The great moment of the Revelation at Sinai, celebrated on Shavuot, was two things: it was a moment of epiphany, when the seemingly unbridgeable gap between heaven and earth, between the human and the Divine, was for a moment somehow bridged, like the mountain itself on which the Shekhinah descended. And it was also the moment when the Torah was given, that entity—book? code of law? teaching? concretization of Wisdom? — that was to serve ever after as an eternal bond between man and God, a kind of crystallization of that great moment. Hence, study of the Torah is the supreme religious act that ties man to the Divine.

Torah Study and Pardes

In the passage devoted to the “second definition” of Talmud Torah, Rambam describes the basic curriculum of Torah study: that knowledge which every Jew is to devote himself to acquiring over the course of his life. His presentation is based upon the Rabbinic statement, found in Kiddushin 30a, that “a person ought to divide his years in three: one third in Scripture, one third in Mishnah, and one third in Talmud (or ‘gemara’).”

This discussion sheds some light on the mishnah in Avot 5.25, describing the ages of man, in which these three levels are introduced at five-year intervals, suggesting that each one should be studied intensively for five years: Bible from age 5 to 10, Mishnah from 10 to 15, and Gemara from 15 to 20, with a man marrying at 18 and, at age 20, beginning ”to chase” —i.e., to earn a living in a serious way. But after raising the obvious point that no person knows how long he will live, the Talmudic discussants conclude that this tripartite division must be made in an ongoing way: either that one ought to divide the week into thirds, or even that one should make sure to study all three of these areas every day. Rambam presents his “take” on this saying in Hilkhot Talmud Torah 1.11:

11. A person is required to divide his study time in three: one-third in written Torah, one-third in Oral Torah, and one-third he should reflect and understand the conclusion of a thing from its initial premises, and infer one thing from another, and compare one thing to another, and understand the principles by which the Torah is expounded, until he knows the essence of these rules and how to derive what is forbidden and what is permitted and the like from those things that are learned by tradition. And this subject is called gemara.

Rambam here offers an interesting interpretation of this text. Obviously, neither “gemara” nor “Talmud” can refer to the text of the Talmud itself, as that book had not yet been redacted when this statement was made; hence, it must refer to a certain mode or method of study. If Mishnah refers to simple learning of a certain body of traditions or texts, understanding them on a simple level of knowing what the words mean and what it is talking about, and repetition so that the information therein becomes part of one’s acquired body of knowledge, then gemara means understanding and reconstructing the innate, internal logic of the halakhah, how its laws are derived from its first premises and from the biblical text itself.

-----

_To-do list_:
• 1. Locate every line in the records below that contains the string "woman" and copy each one.
• 2. Please carry on the passage about Torah study from where it ends above.

[Location identification records]
-----

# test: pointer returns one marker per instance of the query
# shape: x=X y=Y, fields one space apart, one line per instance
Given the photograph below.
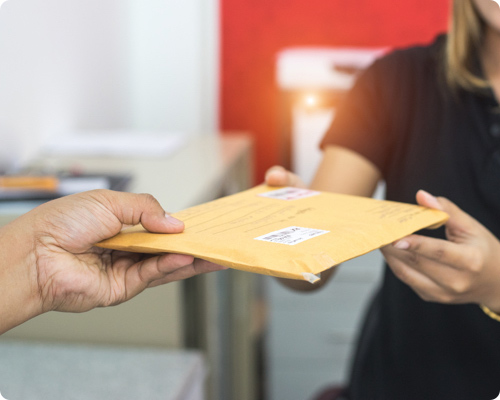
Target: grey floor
x=311 y=335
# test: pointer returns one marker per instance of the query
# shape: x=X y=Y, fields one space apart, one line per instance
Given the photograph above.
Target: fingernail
x=173 y=221
x=401 y=244
x=433 y=200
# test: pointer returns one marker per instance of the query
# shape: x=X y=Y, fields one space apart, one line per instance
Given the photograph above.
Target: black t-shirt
x=401 y=116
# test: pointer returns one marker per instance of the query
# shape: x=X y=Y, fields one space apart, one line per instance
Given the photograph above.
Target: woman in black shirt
x=428 y=118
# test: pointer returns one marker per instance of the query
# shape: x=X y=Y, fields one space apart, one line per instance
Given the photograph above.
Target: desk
x=206 y=168
x=33 y=371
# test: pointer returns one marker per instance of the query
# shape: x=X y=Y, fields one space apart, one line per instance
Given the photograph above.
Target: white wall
x=174 y=61
x=104 y=64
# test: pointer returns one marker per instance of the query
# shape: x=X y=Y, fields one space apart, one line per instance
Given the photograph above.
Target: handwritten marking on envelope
x=308 y=232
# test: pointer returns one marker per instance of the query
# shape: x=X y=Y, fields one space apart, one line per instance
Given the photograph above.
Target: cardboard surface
x=286 y=232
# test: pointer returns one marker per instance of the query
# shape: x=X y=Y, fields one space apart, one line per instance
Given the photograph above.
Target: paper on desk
x=288 y=232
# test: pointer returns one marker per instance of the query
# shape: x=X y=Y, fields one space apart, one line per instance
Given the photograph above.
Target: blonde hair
x=465 y=37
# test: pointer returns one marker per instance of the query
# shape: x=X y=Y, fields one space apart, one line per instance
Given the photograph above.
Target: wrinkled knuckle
x=440 y=255
x=475 y=261
x=414 y=258
x=459 y=287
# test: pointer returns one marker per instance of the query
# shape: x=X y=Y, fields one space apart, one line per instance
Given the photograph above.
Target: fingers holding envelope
x=462 y=269
x=279 y=176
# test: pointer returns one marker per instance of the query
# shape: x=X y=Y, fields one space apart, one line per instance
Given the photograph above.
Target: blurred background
x=189 y=101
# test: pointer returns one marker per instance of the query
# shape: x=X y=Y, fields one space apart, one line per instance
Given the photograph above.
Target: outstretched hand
x=58 y=265
x=465 y=268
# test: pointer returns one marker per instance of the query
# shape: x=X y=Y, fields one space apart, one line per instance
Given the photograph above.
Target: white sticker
x=290 y=193
x=292 y=235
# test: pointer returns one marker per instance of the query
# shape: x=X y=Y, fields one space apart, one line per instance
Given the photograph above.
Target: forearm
x=18 y=298
x=344 y=171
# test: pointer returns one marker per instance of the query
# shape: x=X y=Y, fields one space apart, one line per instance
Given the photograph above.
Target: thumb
x=460 y=224
x=279 y=176
x=132 y=209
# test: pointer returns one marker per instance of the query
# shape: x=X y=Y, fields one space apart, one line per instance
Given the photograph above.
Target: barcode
x=292 y=235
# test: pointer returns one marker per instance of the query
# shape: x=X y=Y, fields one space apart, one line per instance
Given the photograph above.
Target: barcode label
x=292 y=235
x=290 y=193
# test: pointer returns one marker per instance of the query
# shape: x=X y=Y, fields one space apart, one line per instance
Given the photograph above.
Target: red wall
x=253 y=31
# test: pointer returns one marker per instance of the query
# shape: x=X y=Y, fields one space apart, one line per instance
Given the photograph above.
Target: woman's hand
x=49 y=261
x=463 y=269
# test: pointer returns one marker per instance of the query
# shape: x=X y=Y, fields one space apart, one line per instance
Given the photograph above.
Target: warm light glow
x=311 y=100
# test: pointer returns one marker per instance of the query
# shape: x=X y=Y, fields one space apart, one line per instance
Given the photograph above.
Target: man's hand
x=279 y=176
x=463 y=269
x=57 y=267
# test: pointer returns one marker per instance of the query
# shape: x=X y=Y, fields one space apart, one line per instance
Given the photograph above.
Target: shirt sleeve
x=362 y=122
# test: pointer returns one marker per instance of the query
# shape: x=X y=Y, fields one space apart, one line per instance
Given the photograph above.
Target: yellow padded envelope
x=286 y=232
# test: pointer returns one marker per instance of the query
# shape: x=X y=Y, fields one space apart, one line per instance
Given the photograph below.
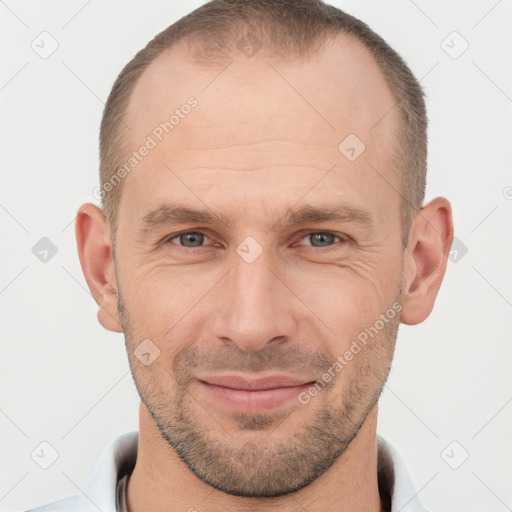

-----

_Expected results_:
• 1.
Target: woman in black shirt
Target: woman's hand

• 2.
This last is particularly important. A central and often vexing problem of Oral Torah is how the rules are derived from the biblical text—and for that reason it is a central concern in numerous Talmudic sugyot. In modern times, a frequent complaint of neophytes to Jewish practice, and an ideological criticism raised both by Christianity and by certain modernist schools in Judaism, is that the halakhah often seems far-fetched in relation to the biblical verse on which it is based. “Moses didn’t say to have two sets of dishes. He only said to ‘do not boil a kid in its mother’s milk!” This problems was a central one in Maimonides day as well. The Karaite movement, which claimed to follow the written law alone without the “frills” of what they called “Rabbanism,” was a vigorous and very articulate opponent of and alternative to Rabbinic Judaism, in Egypt, in Babylonia, and throughout the Middle East, against which Maimonides directed much of his polemics. Hence, any teacher of Torah, and for that matter any thinking Jew, needed to know how to “derived one thing so from another,” that is, how the tradition itself arrived at its conclusions. But he then takes this further. He continues:

12. How so? If he was an artisan and engaged in labor three hours a day and studied Torah nine. During those nine [hours]: for three he reads Written Torah, for three Oral Torah, and the other three he reflects in his mind about how one derives one thing from another. And those things received by tradition are part of Written Torah, and their interpretation are part of oral Torah. And the matters we have referred to as Pardes are included in the gemara.

Note, first of all, Rambam’s expectations in terms of the division of time, even if only offered by way of example: three hours work and nine hours of Torah study daily! He also makes it clear that “things received by tradition”—that is, halakhic contents based not upon exegesis, but upon ancient orally-transmitted traditions (for example, how to make tefillin), known as halakhah li-Moshe mi-Sinai, “halakhot given to Moses at Sinai”—are considered an integral part of the Written Torah. More important is the seemingly innocent remark in the final sentence, that the discipline referred to as Pardes is part of gemara. We shall return to this remark below.

To what does this refer? To the beginnings of a person’s study. But once he grows in wisdom and no longer needs to study Written Torah nor to engage constantly in Oral Torah, he should periodically read Written Torah and engage in the orally received tradition, so that he not forget any of the laws of the Torah. But he shall spend all of his days in gemara alone, according to the breadth of his thought and the composure of his mind.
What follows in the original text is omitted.